**** TEXT PROVIDED

Edge AI, mired by fragmentation and a lack of broad availability of toolchains, is inching toward open architectures and open-source hardware and software. This shift was apparent at Synaptics Tech Day on 15 October 2025, held at the company’s headquarters in San Jose, California.
In other words, some edge AI processors are moving away from proprietary, closed AI software and tooling toward open software and ecosystems to deliver AI applications at scale. Google’s collaboration with Synaptics embodies this open-source approach to edge processors, aiming to deliver AI intelligence at very low power levels.
Figure 1 Astra SL2610 processors provide multimodal AI compute for smart appliances, home and factory automation equipment, charging infrastructure, retail PoS terminals and scanners, and more. Source: Synaptics
Google, which built a mini-TPU ASIC for edge AI under the Coral brand back in 2017, subsequently built the Coral NPU as a four-way superscalar 32-bit RISC-V CPU. Google is hoping that edge AI silicon suppliers will start using this small, lightweight CPU as a consistent front-end to other execution units on an edge AI processor.

********
**** SUPPLIED RECORDS

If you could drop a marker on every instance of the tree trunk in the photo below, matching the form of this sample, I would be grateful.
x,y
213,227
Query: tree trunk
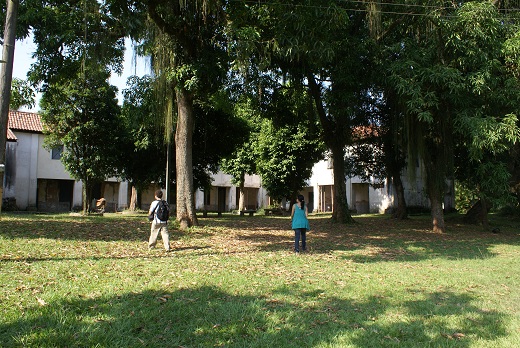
x,y
340,209
434,187
335,141
400,211
184,161
133,199
437,214
6,76
242,198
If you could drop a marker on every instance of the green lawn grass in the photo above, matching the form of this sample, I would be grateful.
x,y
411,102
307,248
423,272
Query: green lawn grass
x,y
234,282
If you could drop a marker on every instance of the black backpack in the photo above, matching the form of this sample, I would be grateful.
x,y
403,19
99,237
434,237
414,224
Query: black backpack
x,y
162,210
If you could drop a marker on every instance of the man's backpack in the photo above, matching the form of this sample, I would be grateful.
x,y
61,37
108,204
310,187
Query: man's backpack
x,y
163,210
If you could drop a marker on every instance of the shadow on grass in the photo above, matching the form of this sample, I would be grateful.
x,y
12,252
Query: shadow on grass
x,y
209,317
371,239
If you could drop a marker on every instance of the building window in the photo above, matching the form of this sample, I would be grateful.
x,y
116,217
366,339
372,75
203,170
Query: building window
x,y
56,152
207,200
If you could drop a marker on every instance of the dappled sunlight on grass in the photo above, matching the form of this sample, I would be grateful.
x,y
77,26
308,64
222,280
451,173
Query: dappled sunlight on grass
x,y
235,282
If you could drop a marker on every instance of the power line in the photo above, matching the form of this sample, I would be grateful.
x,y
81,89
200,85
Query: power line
x,y
400,12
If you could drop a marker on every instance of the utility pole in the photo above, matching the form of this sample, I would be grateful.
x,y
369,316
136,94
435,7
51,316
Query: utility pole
x,y
6,76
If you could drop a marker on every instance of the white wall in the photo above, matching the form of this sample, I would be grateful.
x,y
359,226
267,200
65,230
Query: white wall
x,y
26,167
49,168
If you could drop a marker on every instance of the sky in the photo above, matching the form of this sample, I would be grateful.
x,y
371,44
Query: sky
x,y
23,59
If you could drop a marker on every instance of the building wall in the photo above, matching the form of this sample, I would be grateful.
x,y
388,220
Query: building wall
x,y
25,166
373,197
49,168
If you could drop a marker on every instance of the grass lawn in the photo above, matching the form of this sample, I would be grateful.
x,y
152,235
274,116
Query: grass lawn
x,y
234,282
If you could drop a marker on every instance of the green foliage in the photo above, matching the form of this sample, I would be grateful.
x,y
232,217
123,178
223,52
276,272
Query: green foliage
x,y
82,114
144,160
22,94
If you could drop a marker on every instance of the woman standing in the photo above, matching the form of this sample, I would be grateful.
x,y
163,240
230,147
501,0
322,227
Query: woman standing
x,y
300,223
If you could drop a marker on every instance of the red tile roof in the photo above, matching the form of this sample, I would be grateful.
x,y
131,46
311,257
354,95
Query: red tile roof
x,y
23,121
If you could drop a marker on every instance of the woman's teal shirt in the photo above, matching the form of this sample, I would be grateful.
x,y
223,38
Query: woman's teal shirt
x,y
299,218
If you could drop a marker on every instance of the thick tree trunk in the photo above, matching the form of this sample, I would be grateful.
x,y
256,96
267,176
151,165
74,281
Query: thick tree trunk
x,y
434,186
400,211
184,162
242,197
340,209
437,214
334,139
133,199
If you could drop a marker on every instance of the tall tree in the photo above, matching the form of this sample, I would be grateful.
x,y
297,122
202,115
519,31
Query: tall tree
x,y
82,115
323,47
190,58
446,66
6,74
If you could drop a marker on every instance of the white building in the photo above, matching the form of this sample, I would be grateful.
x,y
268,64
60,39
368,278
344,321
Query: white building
x,y
35,178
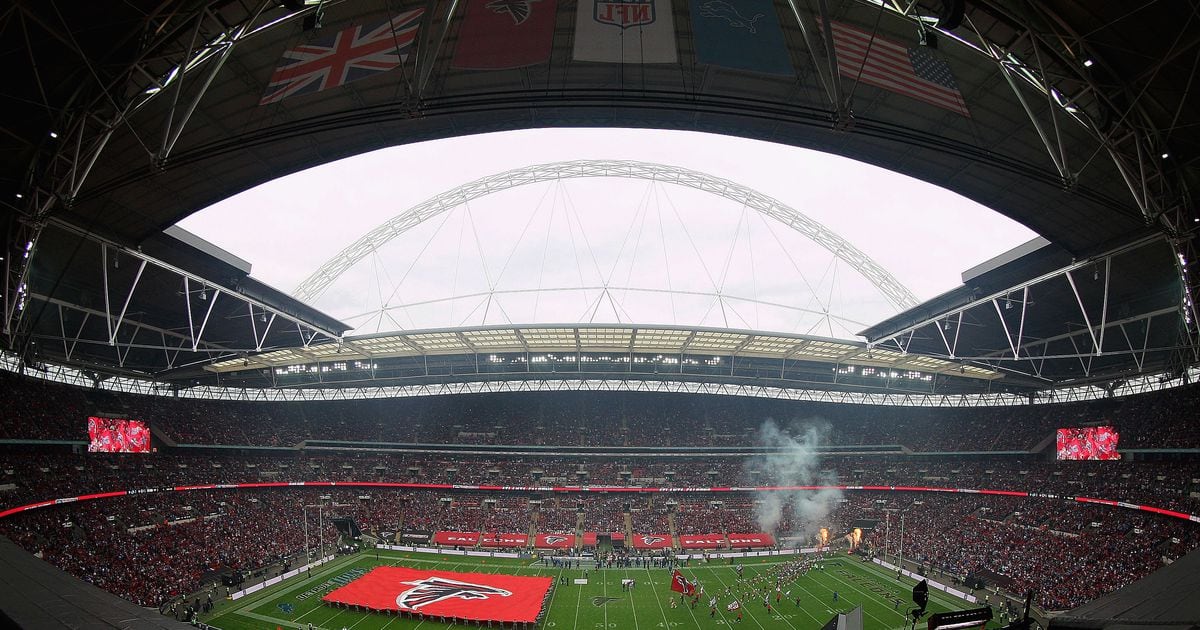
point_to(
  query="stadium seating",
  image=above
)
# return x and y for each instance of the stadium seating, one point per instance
(161, 545)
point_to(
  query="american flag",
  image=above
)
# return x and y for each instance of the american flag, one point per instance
(349, 54)
(916, 72)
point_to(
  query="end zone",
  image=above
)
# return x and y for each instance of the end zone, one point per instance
(425, 593)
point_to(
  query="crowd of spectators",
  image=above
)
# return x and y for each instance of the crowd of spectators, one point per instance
(39, 409)
(30, 474)
(154, 546)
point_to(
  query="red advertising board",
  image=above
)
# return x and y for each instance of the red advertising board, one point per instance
(701, 541)
(504, 540)
(556, 541)
(751, 540)
(652, 541)
(450, 594)
(456, 539)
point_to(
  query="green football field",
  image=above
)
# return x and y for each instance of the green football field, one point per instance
(603, 604)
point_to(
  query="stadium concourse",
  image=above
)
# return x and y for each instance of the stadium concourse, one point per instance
(156, 547)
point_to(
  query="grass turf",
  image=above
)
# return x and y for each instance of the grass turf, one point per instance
(601, 604)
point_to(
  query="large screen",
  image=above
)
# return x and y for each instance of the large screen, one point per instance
(118, 435)
(1089, 443)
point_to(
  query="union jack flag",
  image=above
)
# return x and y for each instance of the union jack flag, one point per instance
(349, 54)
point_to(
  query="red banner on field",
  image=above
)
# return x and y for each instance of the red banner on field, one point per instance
(702, 541)
(450, 594)
(505, 35)
(751, 540)
(504, 540)
(652, 541)
(557, 541)
(456, 539)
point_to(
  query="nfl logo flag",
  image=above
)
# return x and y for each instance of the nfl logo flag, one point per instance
(739, 34)
(916, 72)
(505, 34)
(342, 57)
(624, 31)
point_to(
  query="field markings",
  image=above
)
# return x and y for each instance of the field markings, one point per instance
(749, 613)
(943, 599)
(834, 575)
(579, 597)
(666, 621)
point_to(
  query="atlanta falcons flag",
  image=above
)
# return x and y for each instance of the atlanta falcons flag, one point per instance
(467, 597)
(342, 57)
(505, 34)
(681, 585)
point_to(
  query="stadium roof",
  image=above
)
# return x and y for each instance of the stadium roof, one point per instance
(125, 118)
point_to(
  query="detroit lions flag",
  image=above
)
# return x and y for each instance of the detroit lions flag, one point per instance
(739, 34)
(505, 34)
(624, 31)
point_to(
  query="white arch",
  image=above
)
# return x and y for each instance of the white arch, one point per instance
(892, 289)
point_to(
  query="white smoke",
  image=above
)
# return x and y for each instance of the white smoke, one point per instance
(793, 461)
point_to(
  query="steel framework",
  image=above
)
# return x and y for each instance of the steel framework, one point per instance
(892, 288)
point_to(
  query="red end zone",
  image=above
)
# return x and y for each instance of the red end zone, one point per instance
(454, 595)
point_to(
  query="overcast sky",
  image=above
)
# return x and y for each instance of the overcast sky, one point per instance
(665, 252)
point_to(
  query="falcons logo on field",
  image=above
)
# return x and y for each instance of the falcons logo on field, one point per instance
(517, 10)
(435, 589)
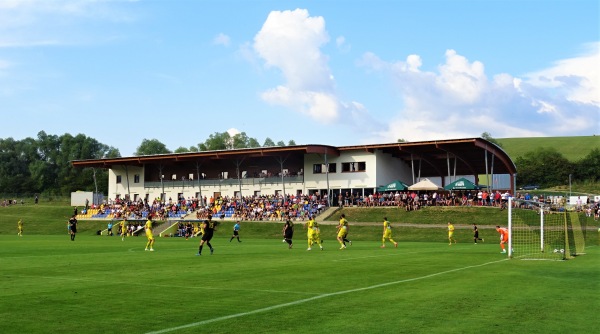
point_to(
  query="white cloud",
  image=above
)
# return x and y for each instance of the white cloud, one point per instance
(290, 41)
(459, 100)
(222, 39)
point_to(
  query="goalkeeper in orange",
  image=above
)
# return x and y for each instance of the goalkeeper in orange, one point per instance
(503, 237)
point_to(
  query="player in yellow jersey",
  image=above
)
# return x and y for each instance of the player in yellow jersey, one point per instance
(451, 234)
(20, 227)
(317, 235)
(387, 233)
(343, 232)
(312, 233)
(149, 234)
(123, 228)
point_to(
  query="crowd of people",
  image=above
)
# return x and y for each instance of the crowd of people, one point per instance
(413, 200)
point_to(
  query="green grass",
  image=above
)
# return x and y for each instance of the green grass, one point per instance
(100, 284)
(103, 285)
(572, 148)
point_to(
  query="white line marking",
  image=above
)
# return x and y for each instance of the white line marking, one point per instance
(302, 301)
(155, 285)
(365, 257)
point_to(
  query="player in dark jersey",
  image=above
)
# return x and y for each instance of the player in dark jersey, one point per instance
(73, 227)
(209, 228)
(476, 234)
(288, 232)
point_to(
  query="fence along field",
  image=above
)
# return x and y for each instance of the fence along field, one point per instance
(99, 284)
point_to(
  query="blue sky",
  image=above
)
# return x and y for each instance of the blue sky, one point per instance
(318, 72)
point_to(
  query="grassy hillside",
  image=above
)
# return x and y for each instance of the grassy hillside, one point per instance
(572, 148)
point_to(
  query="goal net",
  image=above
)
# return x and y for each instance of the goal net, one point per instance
(537, 233)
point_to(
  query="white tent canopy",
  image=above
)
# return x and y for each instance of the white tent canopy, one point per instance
(425, 184)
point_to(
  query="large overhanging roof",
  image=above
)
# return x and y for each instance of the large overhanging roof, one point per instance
(431, 158)
(168, 159)
(434, 158)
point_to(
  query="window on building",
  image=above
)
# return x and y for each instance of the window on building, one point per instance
(360, 166)
(322, 168)
(332, 168)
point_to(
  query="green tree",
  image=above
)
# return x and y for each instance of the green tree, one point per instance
(241, 140)
(181, 149)
(489, 138)
(544, 166)
(253, 143)
(150, 147)
(268, 142)
(217, 141)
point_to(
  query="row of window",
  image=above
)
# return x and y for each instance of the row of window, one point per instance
(347, 167)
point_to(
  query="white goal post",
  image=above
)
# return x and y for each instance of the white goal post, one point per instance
(536, 232)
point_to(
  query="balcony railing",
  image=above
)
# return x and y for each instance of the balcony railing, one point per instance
(254, 181)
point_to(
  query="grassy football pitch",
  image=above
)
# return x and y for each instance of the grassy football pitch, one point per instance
(100, 284)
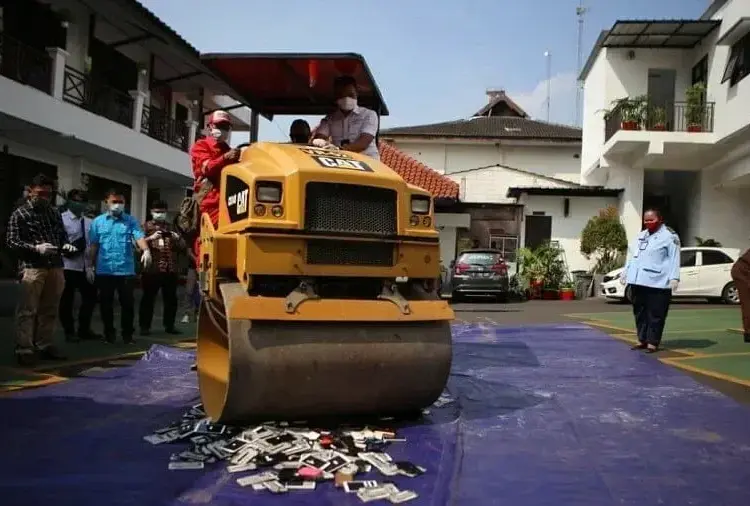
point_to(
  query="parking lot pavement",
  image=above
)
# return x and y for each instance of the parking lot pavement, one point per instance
(548, 311)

********

» EXERCISES TO COMPLETE
a: Answer these questions from the edge AI text:
(i) On what date was Synaptics Tech Day held?
(ii) Under what brand did Google build a mini-TPU ASIC for edge AI in 2017?
(iii) What kind of CPU did Google build the Coral NPU as?
b: Rewrite the edge AI text from "Edge AI, mired" to "low power levels.", replacing "fragmentation" with "splintering".

» TASK-BY-TASK SOLUTIONS
a:
(i) 15 October 2025
(ii) Coral
(iii) A four-way superscalar 32-bit RISC-V CPU

b:
Edge AI, mired by splintering and a lack of broad availability of toolchains, is inching toward open architectures and open-source hardware and software. This shift was apparent at Synaptics Tech Day on 15 October 2025, held at the company’s headquarters in San Jose, California.
In other words, some edge AI processors are moving away from proprietary, closed AI software and tooling toward open software and ecosystems to deliver AI applications at scale. Google’s collaboration with Synaptics embodies this open-source approach to edge processors, aiming to deliver AI intelligence at very low power levels.